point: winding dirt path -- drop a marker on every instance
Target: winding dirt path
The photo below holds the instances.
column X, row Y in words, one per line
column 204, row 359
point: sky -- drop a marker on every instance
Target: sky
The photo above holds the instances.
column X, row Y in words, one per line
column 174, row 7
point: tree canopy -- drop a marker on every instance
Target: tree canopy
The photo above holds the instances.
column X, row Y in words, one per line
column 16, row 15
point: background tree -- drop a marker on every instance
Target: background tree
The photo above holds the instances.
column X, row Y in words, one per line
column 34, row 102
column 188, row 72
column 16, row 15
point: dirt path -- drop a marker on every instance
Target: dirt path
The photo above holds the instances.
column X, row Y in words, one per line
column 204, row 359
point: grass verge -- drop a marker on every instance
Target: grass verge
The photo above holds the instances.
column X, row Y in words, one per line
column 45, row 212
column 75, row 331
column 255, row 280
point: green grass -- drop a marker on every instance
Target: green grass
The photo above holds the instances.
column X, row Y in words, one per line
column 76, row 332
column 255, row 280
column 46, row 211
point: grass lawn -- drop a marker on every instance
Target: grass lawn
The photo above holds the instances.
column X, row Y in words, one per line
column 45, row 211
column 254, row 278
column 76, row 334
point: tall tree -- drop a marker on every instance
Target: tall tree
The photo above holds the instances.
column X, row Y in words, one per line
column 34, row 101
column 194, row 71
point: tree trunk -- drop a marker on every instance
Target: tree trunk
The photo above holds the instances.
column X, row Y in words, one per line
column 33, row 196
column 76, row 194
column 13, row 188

##########

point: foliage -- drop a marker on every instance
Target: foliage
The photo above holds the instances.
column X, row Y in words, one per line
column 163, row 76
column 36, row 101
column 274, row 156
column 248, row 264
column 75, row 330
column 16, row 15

##########

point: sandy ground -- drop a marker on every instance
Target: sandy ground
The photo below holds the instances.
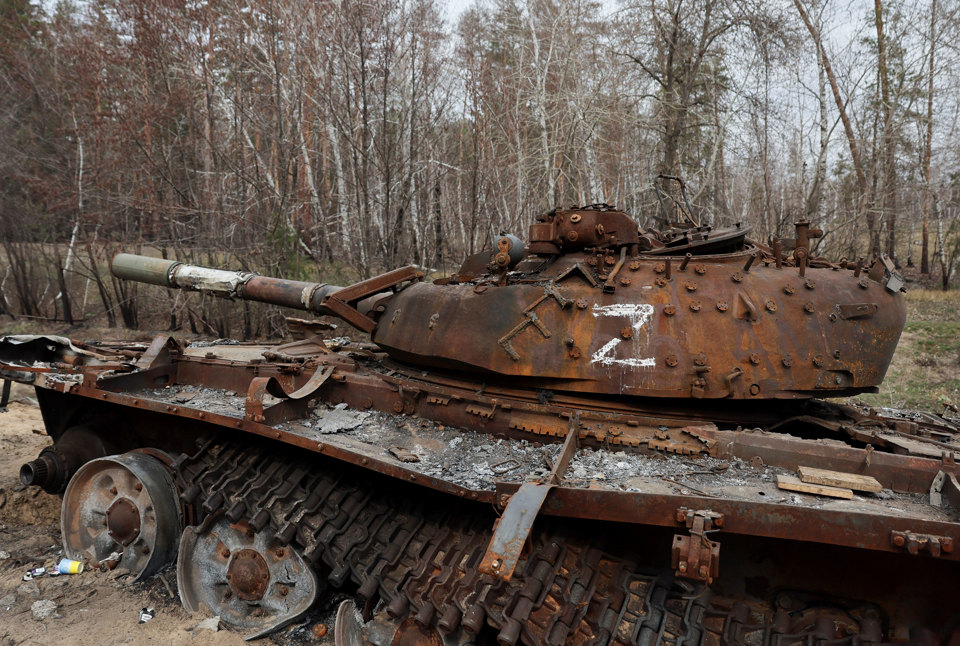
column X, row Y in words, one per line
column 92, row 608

##########

Reproduce the part of the entries that opens with the line containing "point: tall tree" and closes with the line containing "column 13, row 188", renaming "tree trunk" to "trunk" and leaving everything else unchanged.

• ANSWER TO THIS EXERCISE
point: tall tree -- drop a marker on every instance
Target: tall tree
The photo above holds the instances.
column X, row Y in words, one per line
column 34, row 101
column 194, row 71
point: trunk -- drop a marker on every instance
Target: trunk
The photo above holds the instances.
column X, row Y in words, one per line
column 33, row 196
column 76, row 194
column 13, row 188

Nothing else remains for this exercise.